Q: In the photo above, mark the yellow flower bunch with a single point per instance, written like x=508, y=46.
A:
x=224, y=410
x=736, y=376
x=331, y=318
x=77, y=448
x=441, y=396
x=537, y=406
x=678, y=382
-*-
__Required task__. Change "yellow" to "purple" throughout the listing, leaving every other part as it is.

__Result of the task__.
Q: In the photo above, mark the purple flower bunch with a single point per instance, written like x=508, y=46.
A:
x=224, y=410
x=736, y=376
x=331, y=318
x=77, y=448
x=441, y=396
x=537, y=406
x=678, y=382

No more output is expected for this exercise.